_Documento sorgente:_
****************************************
Captain America: The Winter Soldier – Recensione

Cosa cerchiamo quando vediamo un film? Ognuno risponderebbe in modo diverso a questa domanda, ma la versatilità del cinema ci permette di trovare sempre qualcosa adatto a noi. Questa varietà ha però creato una divisione sempre più netta nei generi cinematografici, per cui se siamo a caccia di adrenalina scegliamo un film in cui non ci aspettiamo di trovare dialoghi sopra i due massimi sistemi e se ci sentiamo inguaribili romantici non ci aspettiamo di essere catapultati in effetti pirotecnici. Per quanto ci sia un’ovvia distinzione tra le tipologie di pellicola e conseguentemente tra i loro contenuti, si rischia tuttavia di perdere di vista un concetto fondamentale e cioè che in fin dei conti si tratti sempre e comunque di cinema.

Questo preambolo è necessario per poter analizzare il film di oggi: “Captain America: The Winter Soldier”.

Per la regia di Anthony e Joe Russo, la pellicola rappresenta il secondo capitolo con protagonista la “Leggenda vivente” e rientra in quello che è il primo ciclo cinematografico dell’universo Marvel, che proseguirà il prossimo anno con “Avengers: Age of Ultron”.

La vicenda è ambientata due anni dopo gli eventi narrati in “The Avengers”, il Cap è ormai membro della squadra di supereroi dello S.H.I.E.L.D. e cerca di recuperare i decenni passati in ibernazione tentando di ambientarsi nel mondo di oggi. Ma si sa, c’è sempre un supercriminale bramoso di conquistare il mondo e  toccherà alla “Sentinella della Libertà” sconfiggerlo facendo trionfare  il bene.
****************************************
_Righe fornite:_
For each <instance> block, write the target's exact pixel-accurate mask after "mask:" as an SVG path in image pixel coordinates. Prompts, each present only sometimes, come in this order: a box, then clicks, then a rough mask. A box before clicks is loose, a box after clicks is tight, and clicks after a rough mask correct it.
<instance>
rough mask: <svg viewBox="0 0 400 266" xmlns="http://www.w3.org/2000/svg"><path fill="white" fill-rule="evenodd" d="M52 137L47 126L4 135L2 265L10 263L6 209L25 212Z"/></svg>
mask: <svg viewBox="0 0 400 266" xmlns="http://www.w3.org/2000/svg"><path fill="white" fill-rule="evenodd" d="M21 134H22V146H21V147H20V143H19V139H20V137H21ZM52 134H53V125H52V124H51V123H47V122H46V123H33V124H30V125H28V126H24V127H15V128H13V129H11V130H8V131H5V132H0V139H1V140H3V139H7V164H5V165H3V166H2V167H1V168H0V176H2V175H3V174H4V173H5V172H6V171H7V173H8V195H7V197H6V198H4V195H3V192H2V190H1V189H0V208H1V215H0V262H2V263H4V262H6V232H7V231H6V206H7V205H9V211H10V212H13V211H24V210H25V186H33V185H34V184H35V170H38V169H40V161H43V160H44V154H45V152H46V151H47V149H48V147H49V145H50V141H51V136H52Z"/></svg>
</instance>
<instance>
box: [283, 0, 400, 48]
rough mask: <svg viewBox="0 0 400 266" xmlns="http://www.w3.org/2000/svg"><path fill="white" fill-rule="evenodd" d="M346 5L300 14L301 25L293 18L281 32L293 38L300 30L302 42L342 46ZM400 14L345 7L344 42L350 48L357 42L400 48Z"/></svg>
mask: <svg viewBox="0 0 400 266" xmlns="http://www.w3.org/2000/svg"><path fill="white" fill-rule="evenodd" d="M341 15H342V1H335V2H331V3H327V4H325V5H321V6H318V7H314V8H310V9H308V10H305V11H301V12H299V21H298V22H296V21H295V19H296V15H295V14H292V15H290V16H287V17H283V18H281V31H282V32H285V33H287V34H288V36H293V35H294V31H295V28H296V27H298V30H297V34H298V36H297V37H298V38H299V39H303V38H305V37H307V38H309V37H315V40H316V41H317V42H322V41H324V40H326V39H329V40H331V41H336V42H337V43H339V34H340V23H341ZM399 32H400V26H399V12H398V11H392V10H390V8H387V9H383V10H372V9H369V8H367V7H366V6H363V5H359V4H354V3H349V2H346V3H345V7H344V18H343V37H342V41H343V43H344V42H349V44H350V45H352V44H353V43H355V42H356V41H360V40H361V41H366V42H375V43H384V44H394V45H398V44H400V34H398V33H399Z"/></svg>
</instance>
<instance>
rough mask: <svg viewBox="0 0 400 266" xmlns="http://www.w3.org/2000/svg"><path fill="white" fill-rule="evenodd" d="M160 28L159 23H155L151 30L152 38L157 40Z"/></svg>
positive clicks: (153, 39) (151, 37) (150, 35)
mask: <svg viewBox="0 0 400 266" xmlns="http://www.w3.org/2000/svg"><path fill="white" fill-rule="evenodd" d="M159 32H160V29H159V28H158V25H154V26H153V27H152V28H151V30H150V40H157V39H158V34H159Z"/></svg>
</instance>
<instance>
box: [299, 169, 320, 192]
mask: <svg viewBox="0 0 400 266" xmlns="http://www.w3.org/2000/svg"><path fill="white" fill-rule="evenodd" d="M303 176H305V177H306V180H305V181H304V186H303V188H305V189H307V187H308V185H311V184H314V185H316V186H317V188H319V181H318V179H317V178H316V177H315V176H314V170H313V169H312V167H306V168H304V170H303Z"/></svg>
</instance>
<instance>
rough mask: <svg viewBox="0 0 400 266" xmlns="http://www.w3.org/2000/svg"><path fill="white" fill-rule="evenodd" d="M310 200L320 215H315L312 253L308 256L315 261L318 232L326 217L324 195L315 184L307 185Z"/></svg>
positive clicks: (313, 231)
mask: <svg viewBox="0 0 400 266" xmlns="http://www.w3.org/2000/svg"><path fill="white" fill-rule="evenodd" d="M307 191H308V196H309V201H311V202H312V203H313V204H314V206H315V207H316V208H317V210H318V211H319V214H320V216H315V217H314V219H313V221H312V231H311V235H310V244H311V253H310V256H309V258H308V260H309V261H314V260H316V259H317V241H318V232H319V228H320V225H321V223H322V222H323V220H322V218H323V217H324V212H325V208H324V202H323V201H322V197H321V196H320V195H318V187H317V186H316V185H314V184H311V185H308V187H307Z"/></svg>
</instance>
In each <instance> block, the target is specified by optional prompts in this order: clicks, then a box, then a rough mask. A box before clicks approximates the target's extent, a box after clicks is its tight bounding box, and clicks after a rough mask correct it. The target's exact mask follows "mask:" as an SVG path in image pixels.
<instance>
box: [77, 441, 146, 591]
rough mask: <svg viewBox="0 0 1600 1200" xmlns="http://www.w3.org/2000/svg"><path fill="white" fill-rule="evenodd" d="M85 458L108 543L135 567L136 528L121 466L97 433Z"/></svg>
****************************************
_Istruzioni degli esercizi:_
1. Stabilisci se le affermazioni seguenti concordano con la recensione del film. Per ciascuna rispondi sì o no e cita tra virgolette le parole del testo che lo dimostrano.
(a) Il film è diretto da Anthony e Joe Russo.
(b) La vicenda si svolge cinque anni dopo gli eventi di "The Avengers".
(c) Il ciclo cinematografico Marvel proseguirà l'anno successivo con "Avengers: Age of Ultron".
2. Scrivi il seguito della recensione di "Captain America: The Winter Soldier", a partire dall'ultima frase riportata.

_Risposte agli esercizi:_
1.
(a) Sì: "Per la regia di Anthony e Joe Russo".
(b) No: "La vicenda è ambientata due anni dopo gli eventi narrati in “The Avengers”".
(c) Sì: "che proseguirà il prossimo anno con “Avengers: Age of Ultron”".

2.
E invece no.

No, perché questo film non vuole essere il classico cinecomic in cui l’eroe si dà battaglia con il folle di turno per venire poi festeggiato dalla folla in visibilio. I fratelli Russo vogliono altro per questa pellicola, vogliono che venga considerato vero cinema, non solo l’ennesima storia di un tizio in calzamaglia che sconfigge il male.

Ed è così che si torna al discorso iniziale: nonostante si parli di un prodotto facilmente catalogabile come cine-fumetto, il tentativo qui è quello di mostrare altro, qualcosa di più. E se l’apparente voglia di rischiare può sembrare encomiabile, questa stessa premessa si dimostra essere un’occasione mancata, se non il tallone d’Achille del lungometraggio.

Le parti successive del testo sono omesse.